▸ REQUISITOS DO EXERCÍCIO
a - Reproduza fielmente o trecho do texto sobre justiça e papel higiênico que vai de "A justiça no" até "mão. Sem trocadilhos.".
b - Segundo o texto sobre justiça e papel higiênico, por que é admissível um pedido de habeas corpus escrito em papel higiênico? Responda em uma a três frases.

A justiça e o papel higiênico

domingo, 26 de abril de 2015

A justiça no Brasil pode se relacionar ao papel higiênico de diversas formas. Por diversos motivos. Em diversas situações.  Literalmente. Ou não.

Um presidiário de São Paulo mandou uma carta ao STJ – Superior Tribunal de Justiça, com um pedido de habeas corpus. Até aí nada demais. O curioso é que esse habeas corpus estava escrito em um papel higiênico. Em um metro dele, para ser exato. E pode isso?

O habeas corpus é uma medida jurídica para proteger quem esteja sofrendo ou na iminência de sofrer ameaça à sua liberdade. Não se exige nenhuma formalidade e sequer é necessário contratar advogado. Qualquer um pode fazê-lo, em seu favor ou de outrem, sob qualquer forma. No caso do prisioneiro, ele utilizou o que tinha à mão. Sem trocadilhos.

Mas não há como falar em justiça e papel higiênico sem lembrar de alguns episódios recentes no Tribunal de Justiça do Rio de Janeiro, cujo desfecho só não foi pior graças à atuação do Sind-Justiça, sindicato dos servidores do Poder Judiciário.

▸ DADOS FORNECIDOS

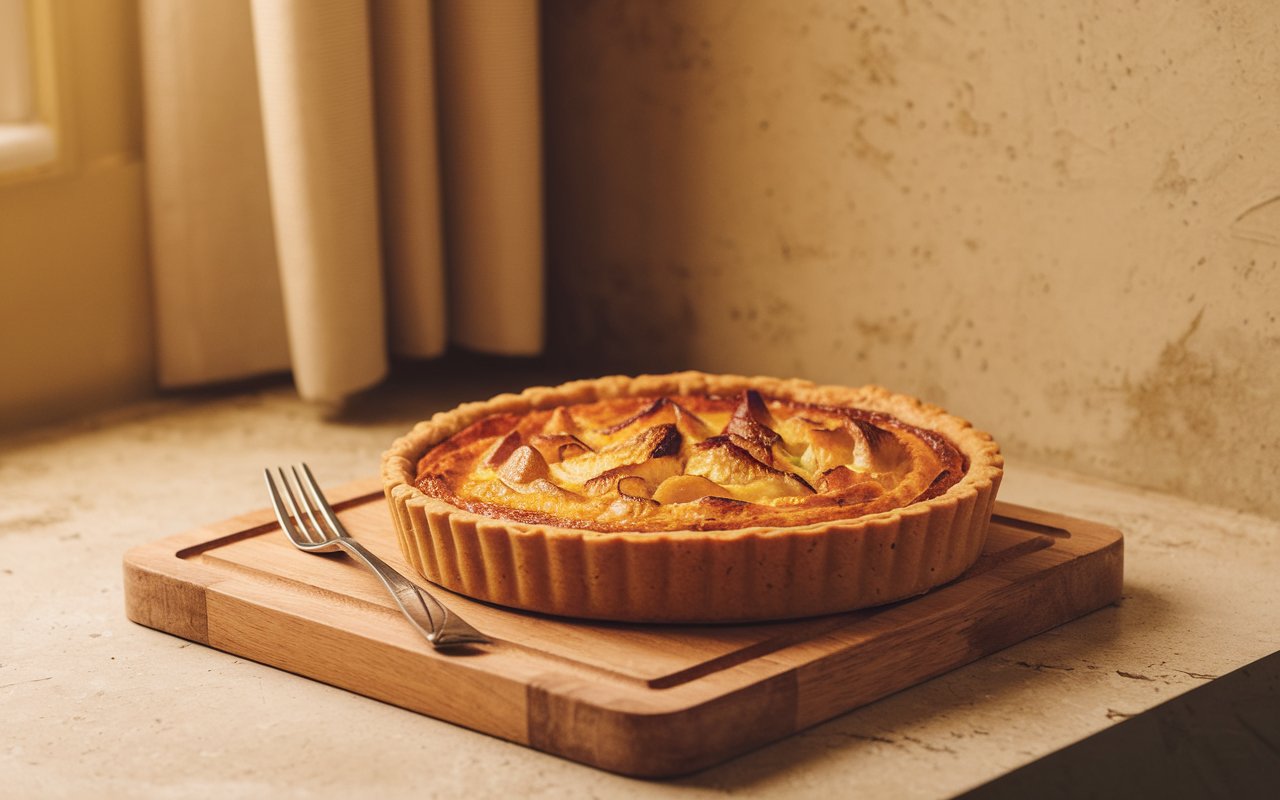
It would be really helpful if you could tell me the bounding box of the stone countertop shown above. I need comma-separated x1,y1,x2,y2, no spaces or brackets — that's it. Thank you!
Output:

▸ RESPOSTAS EM ORDEM
a -
A justiça no Brasil pode se relacionar ao papel higiênico de diversas formas. Por diversos motivos. Em diversas situações.  Literalmente. Ou não.

Um presidiário de São Paulo mandou uma carta ao STJ – Superior Tribunal de Justiça, com um pedido de habeas corpus. Até aí nada demais. O curioso é que esse habeas corpus estava escrito em um papel higiênico. Em um metro dele, para ser exato. E pode isso?

O habeas corpus é uma medida jurídica para proteger quem esteja sofrendo ou na iminência de sofrer ameaça à sua liberdade. Não se exige nenhuma formalidade e sequer é necessário contratar advogado. Qualquer um pode fazê-lo, em seu favor ou de outrem, sob qualquer forma. No caso do prisioneiro, ele utilizou o que tinha à mão. Sem trocadilhos.

b - O habeas corpus não exige nenhuma formalidade nem a contratação de advogado. Qualquer pessoa pode apresentá-lo, em seu favor ou de outrem, sob qualquer forma. Por isso, o presidiário pôde usar o que tinha à mão.